* **THE TASK**
Pull every line with "negative" from the entries below.

* **MATERIAL PROVIDED**

----

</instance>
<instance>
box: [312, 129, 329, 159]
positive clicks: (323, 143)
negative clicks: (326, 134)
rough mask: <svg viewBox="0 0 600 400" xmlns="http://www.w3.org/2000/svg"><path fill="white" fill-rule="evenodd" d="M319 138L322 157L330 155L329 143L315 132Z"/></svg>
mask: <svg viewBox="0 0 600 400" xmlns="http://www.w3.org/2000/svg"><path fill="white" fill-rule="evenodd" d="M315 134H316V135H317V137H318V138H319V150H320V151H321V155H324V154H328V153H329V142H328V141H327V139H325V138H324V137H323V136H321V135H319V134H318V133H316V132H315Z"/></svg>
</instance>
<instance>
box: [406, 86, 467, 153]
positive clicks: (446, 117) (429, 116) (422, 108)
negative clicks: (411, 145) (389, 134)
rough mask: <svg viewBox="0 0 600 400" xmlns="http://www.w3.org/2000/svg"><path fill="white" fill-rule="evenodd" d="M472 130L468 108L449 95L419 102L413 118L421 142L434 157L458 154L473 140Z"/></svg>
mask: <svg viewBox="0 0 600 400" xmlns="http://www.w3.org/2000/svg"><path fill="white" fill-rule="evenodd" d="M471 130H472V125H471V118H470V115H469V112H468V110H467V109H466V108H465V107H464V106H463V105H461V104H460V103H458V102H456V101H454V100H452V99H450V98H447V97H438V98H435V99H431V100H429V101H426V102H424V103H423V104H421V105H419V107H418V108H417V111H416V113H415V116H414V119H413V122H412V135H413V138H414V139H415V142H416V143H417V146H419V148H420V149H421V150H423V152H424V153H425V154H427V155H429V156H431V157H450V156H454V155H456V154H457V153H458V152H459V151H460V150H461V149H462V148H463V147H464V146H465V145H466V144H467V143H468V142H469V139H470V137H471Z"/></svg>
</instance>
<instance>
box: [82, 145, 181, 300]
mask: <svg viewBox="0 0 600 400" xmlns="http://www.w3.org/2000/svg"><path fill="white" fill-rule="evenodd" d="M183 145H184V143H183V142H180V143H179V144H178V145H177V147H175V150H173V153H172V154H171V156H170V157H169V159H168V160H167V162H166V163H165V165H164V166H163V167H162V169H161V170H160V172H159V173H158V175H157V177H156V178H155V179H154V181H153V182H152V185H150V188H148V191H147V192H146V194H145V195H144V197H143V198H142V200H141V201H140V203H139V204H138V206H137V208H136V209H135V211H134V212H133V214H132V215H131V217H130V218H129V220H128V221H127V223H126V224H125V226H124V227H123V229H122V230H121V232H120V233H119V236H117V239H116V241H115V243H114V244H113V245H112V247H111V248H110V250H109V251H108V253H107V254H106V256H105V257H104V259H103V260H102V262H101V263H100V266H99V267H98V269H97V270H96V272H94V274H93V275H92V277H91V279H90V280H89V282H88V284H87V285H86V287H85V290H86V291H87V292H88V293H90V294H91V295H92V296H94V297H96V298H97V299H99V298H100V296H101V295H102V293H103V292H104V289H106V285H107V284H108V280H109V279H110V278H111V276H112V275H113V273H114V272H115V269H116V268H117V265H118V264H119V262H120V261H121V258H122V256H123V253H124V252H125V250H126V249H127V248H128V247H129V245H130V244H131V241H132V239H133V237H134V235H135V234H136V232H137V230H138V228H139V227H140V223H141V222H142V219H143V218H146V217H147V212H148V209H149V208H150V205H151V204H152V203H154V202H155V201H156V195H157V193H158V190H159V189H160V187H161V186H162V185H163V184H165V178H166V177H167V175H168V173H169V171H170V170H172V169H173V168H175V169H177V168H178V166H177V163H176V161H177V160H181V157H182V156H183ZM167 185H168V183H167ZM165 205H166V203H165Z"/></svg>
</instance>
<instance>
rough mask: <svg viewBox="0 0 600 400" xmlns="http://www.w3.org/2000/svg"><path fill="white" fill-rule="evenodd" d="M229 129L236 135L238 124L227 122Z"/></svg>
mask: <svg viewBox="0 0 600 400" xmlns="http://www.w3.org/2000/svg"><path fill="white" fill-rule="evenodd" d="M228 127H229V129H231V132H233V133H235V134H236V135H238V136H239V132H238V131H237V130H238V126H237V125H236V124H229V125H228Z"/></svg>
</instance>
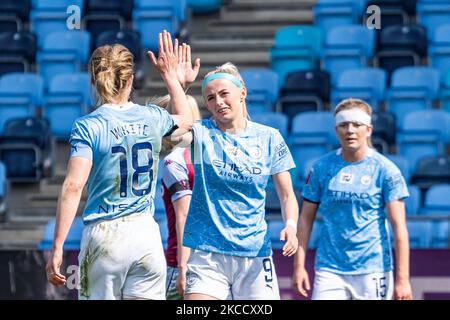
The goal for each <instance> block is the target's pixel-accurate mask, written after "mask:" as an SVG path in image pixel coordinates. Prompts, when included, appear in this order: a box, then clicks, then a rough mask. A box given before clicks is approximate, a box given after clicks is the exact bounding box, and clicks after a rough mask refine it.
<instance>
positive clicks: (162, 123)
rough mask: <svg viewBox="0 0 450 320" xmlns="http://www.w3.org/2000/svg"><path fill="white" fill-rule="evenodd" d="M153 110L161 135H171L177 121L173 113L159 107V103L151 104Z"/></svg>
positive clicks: (151, 106)
mask: <svg viewBox="0 0 450 320" xmlns="http://www.w3.org/2000/svg"><path fill="white" fill-rule="evenodd" d="M150 109H151V112H152V113H154V115H155V117H156V120H157V124H158V125H159V128H160V132H161V136H162V137H166V136H169V135H170V134H171V133H172V132H173V131H174V130H175V129H176V123H175V120H174V119H173V117H172V115H170V114H169V113H168V112H167V111H166V110H165V109H163V108H161V107H158V106H157V105H154V104H152V105H150Z"/></svg>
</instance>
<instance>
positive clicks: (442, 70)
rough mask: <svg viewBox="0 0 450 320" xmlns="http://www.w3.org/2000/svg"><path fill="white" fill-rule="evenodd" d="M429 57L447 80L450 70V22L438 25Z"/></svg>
mask: <svg viewBox="0 0 450 320" xmlns="http://www.w3.org/2000/svg"><path fill="white" fill-rule="evenodd" d="M429 57H430V61H431V65H432V66H433V67H434V68H436V69H437V70H439V72H440V74H441V79H442V80H443V81H445V77H446V76H447V74H448V73H449V72H450V23H446V24H442V25H440V26H438V27H437V28H436V30H435V32H434V34H432V35H431V43H430V46H429Z"/></svg>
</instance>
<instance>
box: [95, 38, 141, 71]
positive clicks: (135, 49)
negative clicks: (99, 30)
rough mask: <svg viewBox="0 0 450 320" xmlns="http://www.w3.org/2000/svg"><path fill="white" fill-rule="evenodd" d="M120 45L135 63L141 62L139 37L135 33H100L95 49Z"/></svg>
mask: <svg viewBox="0 0 450 320" xmlns="http://www.w3.org/2000/svg"><path fill="white" fill-rule="evenodd" d="M116 43H118V44H121V45H123V46H125V47H126V48H128V50H130V52H131V53H132V54H133V59H134V62H135V63H139V62H140V61H141V45H140V43H141V37H140V35H139V33H138V32H137V31H132V30H119V31H104V32H102V33H100V34H99V35H98V37H97V39H96V42H95V48H98V47H100V46H103V45H106V44H109V45H112V44H116Z"/></svg>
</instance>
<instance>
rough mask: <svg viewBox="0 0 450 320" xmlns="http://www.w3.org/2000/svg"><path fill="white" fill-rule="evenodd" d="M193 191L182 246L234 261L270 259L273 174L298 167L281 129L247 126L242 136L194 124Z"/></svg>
mask: <svg viewBox="0 0 450 320" xmlns="http://www.w3.org/2000/svg"><path fill="white" fill-rule="evenodd" d="M193 132H194V142H193V146H192V147H193V150H192V152H191V155H192V157H193V164H194V174H195V175H194V181H195V183H194V190H193V193H192V200H191V204H190V208H189V214H188V216H187V221H186V226H185V231H184V239H183V244H184V245H185V246H187V247H191V248H195V249H199V250H203V251H208V252H216V253H222V254H226V255H232V256H243V257H256V256H270V255H271V252H272V251H271V245H270V237H269V234H268V233H267V223H266V221H265V210H264V206H265V197H266V191H265V189H266V186H267V182H268V180H269V177H270V176H271V175H274V174H277V173H280V172H283V171H287V170H289V169H292V168H294V167H295V165H294V161H293V159H292V156H291V153H290V151H289V149H288V147H287V145H286V143H285V142H284V140H283V137H282V136H281V135H280V133H279V132H278V130H276V129H273V128H270V127H267V126H264V125H261V124H257V123H254V122H251V121H248V123H247V128H246V129H245V130H244V131H243V132H241V133H238V134H229V133H226V132H223V131H221V130H220V129H219V128H218V127H217V125H216V123H215V122H214V120H212V119H207V120H202V121H200V122H196V123H194V126H193Z"/></svg>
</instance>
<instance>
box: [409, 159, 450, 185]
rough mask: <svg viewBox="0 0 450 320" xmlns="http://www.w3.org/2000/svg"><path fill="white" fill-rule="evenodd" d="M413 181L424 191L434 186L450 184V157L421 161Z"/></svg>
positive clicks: (413, 178) (413, 177)
mask: <svg viewBox="0 0 450 320" xmlns="http://www.w3.org/2000/svg"><path fill="white" fill-rule="evenodd" d="M412 181H413V182H414V183H415V184H417V185H419V186H420V187H421V188H423V189H427V188H429V187H431V186H432V185H433V184H440V183H450V155H445V156H433V157H424V158H421V159H419V162H418V164H417V170H416V171H415V172H414V174H413V177H412Z"/></svg>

----

* **ANSWER FOR THIS EXERCISE**
negative clicks: (326, 134)
negative clicks: (411, 145) (389, 134)
negative clicks: (99, 30)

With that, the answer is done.